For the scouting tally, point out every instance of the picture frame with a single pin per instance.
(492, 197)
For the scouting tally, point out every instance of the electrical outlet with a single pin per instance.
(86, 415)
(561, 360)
########
## WHAT YOU NEED TO DO
Your answer must be the records above, repeated exactly.

## YOUR SOLUTION
For the scouting tally, point out every instance of the picture frame with a single pin per instance.
(492, 197)
For the scouting tally, point out every instance of the electrical outlet with a single pin per instance.
(86, 415)
(561, 360)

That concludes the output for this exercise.